MATERIAL TO PROCESS Block Start
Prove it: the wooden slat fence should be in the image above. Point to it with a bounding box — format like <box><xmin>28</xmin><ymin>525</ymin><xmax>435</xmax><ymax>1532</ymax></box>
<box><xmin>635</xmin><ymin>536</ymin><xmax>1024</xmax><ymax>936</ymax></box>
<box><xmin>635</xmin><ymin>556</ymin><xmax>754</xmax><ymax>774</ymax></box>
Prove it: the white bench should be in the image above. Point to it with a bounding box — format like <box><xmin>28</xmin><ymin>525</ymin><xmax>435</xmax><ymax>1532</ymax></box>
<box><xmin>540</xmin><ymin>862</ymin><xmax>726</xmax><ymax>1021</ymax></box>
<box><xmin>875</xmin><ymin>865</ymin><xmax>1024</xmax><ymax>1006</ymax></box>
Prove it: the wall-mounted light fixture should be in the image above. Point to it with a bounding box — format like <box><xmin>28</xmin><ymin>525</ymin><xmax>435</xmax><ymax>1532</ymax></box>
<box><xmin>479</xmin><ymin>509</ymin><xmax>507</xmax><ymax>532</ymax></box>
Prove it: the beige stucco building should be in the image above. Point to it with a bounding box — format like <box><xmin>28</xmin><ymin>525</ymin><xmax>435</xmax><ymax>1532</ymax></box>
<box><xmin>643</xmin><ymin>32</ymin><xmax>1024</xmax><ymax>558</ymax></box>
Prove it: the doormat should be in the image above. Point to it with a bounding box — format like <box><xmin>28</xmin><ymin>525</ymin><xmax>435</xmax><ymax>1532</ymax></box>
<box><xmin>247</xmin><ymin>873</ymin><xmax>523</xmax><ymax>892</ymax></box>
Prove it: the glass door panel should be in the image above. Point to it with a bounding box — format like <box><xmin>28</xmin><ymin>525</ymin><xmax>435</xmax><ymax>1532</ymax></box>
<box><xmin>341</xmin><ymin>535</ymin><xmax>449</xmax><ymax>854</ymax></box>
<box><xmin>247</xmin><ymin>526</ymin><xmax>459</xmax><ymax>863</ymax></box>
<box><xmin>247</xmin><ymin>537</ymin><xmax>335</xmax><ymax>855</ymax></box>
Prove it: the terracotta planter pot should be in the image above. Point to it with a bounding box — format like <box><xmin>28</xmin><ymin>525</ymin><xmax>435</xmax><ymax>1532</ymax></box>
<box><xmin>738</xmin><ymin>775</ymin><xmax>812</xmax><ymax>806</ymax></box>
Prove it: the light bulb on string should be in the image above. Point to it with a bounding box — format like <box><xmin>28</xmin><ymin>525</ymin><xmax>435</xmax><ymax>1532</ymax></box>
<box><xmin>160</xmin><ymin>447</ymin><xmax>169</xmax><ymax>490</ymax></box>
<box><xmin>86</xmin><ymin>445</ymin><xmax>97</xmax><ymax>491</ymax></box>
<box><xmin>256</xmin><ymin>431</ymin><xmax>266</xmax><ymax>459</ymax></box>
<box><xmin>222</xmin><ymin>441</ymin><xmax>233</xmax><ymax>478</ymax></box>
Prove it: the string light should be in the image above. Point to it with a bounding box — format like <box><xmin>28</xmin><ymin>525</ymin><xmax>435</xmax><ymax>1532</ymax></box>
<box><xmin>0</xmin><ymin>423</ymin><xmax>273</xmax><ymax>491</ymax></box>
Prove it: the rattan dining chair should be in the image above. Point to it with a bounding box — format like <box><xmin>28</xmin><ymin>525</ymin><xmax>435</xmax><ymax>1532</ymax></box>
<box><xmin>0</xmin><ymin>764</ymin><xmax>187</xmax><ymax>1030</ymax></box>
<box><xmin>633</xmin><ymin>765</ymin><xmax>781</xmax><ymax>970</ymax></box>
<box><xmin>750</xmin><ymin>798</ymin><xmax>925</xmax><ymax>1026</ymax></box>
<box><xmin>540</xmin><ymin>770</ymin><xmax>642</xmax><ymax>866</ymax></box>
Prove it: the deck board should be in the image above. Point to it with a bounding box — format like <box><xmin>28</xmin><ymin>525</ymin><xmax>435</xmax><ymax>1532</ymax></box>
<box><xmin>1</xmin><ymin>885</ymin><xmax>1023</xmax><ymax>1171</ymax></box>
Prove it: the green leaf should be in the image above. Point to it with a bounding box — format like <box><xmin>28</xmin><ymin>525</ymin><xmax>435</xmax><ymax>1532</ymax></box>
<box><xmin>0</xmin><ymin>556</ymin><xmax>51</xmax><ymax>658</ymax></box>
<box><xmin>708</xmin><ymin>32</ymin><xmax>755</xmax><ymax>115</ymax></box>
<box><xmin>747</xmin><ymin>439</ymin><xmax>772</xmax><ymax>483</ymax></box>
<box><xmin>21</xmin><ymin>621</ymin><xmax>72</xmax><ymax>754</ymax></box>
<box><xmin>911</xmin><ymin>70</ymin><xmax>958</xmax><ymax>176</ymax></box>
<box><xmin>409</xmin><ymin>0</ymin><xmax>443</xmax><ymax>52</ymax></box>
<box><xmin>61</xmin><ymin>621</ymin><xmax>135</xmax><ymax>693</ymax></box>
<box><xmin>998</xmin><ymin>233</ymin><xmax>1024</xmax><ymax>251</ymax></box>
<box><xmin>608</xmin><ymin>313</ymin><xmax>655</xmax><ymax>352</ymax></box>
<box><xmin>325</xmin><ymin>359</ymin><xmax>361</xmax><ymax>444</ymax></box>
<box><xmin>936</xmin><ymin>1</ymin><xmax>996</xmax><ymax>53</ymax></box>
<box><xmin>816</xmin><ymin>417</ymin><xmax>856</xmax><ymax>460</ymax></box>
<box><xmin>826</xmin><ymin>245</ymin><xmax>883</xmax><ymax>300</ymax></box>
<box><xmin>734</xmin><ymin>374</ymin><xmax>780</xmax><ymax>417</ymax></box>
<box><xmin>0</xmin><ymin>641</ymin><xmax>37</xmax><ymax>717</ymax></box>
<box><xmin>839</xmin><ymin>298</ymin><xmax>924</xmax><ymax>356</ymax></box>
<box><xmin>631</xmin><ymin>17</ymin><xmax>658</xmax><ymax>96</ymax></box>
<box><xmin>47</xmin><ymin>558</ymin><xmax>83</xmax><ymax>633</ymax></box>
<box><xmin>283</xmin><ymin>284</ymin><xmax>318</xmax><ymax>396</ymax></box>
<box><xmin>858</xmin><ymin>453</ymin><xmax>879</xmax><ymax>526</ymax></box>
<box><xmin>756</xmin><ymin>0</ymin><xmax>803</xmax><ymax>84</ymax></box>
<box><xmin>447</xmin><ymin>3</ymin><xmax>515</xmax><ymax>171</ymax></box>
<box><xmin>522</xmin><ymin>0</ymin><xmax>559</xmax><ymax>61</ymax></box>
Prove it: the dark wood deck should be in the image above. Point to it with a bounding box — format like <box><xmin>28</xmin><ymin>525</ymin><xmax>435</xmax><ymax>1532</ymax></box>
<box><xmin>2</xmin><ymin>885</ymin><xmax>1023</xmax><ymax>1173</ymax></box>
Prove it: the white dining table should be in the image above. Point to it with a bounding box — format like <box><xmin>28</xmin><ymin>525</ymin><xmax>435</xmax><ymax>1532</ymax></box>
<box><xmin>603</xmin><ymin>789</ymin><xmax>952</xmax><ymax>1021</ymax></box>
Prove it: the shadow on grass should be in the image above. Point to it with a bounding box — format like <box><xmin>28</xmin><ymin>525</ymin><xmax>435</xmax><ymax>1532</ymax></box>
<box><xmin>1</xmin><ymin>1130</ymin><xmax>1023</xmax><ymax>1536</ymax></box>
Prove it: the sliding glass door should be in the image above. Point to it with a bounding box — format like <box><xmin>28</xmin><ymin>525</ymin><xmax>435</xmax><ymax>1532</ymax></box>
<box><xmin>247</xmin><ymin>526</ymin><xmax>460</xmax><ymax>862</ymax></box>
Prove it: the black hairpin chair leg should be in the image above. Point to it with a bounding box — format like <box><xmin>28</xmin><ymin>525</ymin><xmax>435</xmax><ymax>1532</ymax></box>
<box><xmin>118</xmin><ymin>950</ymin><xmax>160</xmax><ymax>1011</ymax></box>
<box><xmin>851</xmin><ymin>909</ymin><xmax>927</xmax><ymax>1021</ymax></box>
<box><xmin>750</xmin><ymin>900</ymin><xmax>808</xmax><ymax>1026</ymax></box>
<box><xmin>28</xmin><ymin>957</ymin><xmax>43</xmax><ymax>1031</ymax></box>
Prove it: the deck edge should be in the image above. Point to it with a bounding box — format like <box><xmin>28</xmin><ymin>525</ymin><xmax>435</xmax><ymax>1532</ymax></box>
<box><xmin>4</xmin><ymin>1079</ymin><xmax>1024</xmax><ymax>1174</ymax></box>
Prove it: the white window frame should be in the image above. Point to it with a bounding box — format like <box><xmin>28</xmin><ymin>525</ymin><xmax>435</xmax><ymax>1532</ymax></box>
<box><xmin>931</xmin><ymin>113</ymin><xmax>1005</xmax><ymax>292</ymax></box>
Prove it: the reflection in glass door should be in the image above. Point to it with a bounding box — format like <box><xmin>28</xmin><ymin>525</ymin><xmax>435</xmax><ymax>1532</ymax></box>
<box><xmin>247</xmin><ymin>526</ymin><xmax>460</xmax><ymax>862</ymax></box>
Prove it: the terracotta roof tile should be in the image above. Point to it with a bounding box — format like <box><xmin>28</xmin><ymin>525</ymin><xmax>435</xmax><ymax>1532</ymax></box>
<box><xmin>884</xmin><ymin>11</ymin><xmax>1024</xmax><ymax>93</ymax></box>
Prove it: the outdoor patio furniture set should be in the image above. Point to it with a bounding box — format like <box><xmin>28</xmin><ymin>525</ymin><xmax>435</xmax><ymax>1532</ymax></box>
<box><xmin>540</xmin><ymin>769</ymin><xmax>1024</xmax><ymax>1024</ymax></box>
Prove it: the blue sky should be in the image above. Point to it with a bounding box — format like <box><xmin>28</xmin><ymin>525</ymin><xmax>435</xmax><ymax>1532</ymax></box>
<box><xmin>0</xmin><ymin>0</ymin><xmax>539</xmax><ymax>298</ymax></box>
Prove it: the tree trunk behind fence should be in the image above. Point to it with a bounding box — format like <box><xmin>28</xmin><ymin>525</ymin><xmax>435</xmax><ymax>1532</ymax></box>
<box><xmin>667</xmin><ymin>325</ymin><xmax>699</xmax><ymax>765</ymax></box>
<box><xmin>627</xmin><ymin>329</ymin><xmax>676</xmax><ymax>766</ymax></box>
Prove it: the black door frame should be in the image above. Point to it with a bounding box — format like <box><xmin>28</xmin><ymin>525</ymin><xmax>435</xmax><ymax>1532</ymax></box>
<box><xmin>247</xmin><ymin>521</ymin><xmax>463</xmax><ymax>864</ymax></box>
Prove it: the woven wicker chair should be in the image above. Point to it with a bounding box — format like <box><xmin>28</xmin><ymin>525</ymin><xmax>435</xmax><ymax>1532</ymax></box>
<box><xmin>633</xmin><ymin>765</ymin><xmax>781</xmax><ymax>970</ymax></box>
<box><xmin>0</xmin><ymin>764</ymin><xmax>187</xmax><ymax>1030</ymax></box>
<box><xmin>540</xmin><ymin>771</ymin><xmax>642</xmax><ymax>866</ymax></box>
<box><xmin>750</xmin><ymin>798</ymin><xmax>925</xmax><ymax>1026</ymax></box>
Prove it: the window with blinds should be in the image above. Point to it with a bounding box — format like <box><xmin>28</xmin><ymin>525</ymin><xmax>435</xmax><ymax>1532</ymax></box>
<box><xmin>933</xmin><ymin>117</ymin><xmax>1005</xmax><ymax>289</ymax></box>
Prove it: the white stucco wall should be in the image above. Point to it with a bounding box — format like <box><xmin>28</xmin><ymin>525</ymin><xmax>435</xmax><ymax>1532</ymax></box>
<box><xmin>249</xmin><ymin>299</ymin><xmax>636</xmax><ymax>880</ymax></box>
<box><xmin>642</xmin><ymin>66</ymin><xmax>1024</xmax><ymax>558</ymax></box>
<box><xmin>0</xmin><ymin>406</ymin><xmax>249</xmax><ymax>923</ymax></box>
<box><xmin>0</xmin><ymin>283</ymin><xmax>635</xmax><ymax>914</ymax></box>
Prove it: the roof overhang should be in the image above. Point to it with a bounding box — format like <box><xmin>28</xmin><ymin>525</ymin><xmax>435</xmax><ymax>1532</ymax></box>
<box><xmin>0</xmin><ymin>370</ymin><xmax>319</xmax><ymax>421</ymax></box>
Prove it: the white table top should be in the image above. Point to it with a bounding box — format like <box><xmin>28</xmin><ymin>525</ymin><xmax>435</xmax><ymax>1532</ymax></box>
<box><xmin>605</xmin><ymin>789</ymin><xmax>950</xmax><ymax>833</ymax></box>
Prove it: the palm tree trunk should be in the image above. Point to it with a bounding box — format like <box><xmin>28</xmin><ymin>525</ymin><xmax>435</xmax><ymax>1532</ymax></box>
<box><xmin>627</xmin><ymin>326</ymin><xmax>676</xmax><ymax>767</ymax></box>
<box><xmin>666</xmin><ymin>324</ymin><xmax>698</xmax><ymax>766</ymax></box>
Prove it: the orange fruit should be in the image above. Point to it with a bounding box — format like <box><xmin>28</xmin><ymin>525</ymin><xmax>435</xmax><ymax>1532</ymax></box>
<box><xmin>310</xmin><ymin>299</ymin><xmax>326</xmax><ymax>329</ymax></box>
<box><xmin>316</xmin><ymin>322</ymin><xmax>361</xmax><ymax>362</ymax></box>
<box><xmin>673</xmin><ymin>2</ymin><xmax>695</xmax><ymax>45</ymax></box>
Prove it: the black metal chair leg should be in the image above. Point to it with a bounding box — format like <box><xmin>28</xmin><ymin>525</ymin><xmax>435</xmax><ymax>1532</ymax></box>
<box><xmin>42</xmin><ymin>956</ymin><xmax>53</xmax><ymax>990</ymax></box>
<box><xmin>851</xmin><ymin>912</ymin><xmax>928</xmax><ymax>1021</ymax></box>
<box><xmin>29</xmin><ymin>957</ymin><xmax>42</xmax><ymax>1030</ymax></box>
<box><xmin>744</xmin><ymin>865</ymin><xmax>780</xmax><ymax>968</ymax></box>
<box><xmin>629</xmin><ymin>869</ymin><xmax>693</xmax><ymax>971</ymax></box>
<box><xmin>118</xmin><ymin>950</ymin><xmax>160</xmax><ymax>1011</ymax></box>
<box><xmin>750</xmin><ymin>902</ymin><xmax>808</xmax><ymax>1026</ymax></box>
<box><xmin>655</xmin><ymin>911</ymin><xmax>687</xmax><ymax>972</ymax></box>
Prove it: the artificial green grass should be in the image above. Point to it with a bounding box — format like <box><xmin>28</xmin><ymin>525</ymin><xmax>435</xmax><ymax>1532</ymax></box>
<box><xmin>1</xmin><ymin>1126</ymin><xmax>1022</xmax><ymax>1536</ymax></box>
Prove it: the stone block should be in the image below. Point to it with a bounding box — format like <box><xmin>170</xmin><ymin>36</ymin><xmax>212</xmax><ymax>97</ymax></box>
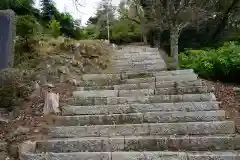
<box><xmin>156</xmin><ymin>74</ymin><xmax>198</xmax><ymax>81</ymax></box>
<box><xmin>143</xmin><ymin>110</ymin><xmax>225</xmax><ymax>123</ymax></box>
<box><xmin>119</xmin><ymin>89</ymin><xmax>154</xmax><ymax>97</ymax></box>
<box><xmin>111</xmin><ymin>152</ymin><xmax>187</xmax><ymax>160</ymax></box>
<box><xmin>0</xmin><ymin>10</ymin><xmax>16</xmax><ymax>69</ymax></box>
<box><xmin>155</xmin><ymin>86</ymin><xmax>208</xmax><ymax>95</ymax></box>
<box><xmin>73</xmin><ymin>90</ymin><xmax>118</xmax><ymax>97</ymax></box>
<box><xmin>149</xmin><ymin>121</ymin><xmax>235</xmax><ymax>135</ymax></box>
MATERIAL TO PROCESS Block End
▸ PROBLEM TO WORK ON
With all pictures omitted, return exactly the lines from the one containing "Prove it: the stone" through the end of the entries above.

▸ ANSWER TO THE PROBLEM
Prove it: the stone block should be in the image below. Point to it with a bounding box — format like <box><xmin>170</xmin><ymin>36</ymin><xmax>212</xmax><ymax>97</ymax></box>
<box><xmin>156</xmin><ymin>74</ymin><xmax>198</xmax><ymax>81</ymax></box>
<box><xmin>143</xmin><ymin>110</ymin><xmax>225</xmax><ymax>123</ymax></box>
<box><xmin>119</xmin><ymin>89</ymin><xmax>154</xmax><ymax>97</ymax></box>
<box><xmin>111</xmin><ymin>152</ymin><xmax>187</xmax><ymax>160</ymax></box>
<box><xmin>0</xmin><ymin>10</ymin><xmax>16</xmax><ymax>69</ymax></box>
<box><xmin>155</xmin><ymin>86</ymin><xmax>208</xmax><ymax>95</ymax></box>
<box><xmin>73</xmin><ymin>90</ymin><xmax>118</xmax><ymax>97</ymax></box>
<box><xmin>149</xmin><ymin>121</ymin><xmax>235</xmax><ymax>135</ymax></box>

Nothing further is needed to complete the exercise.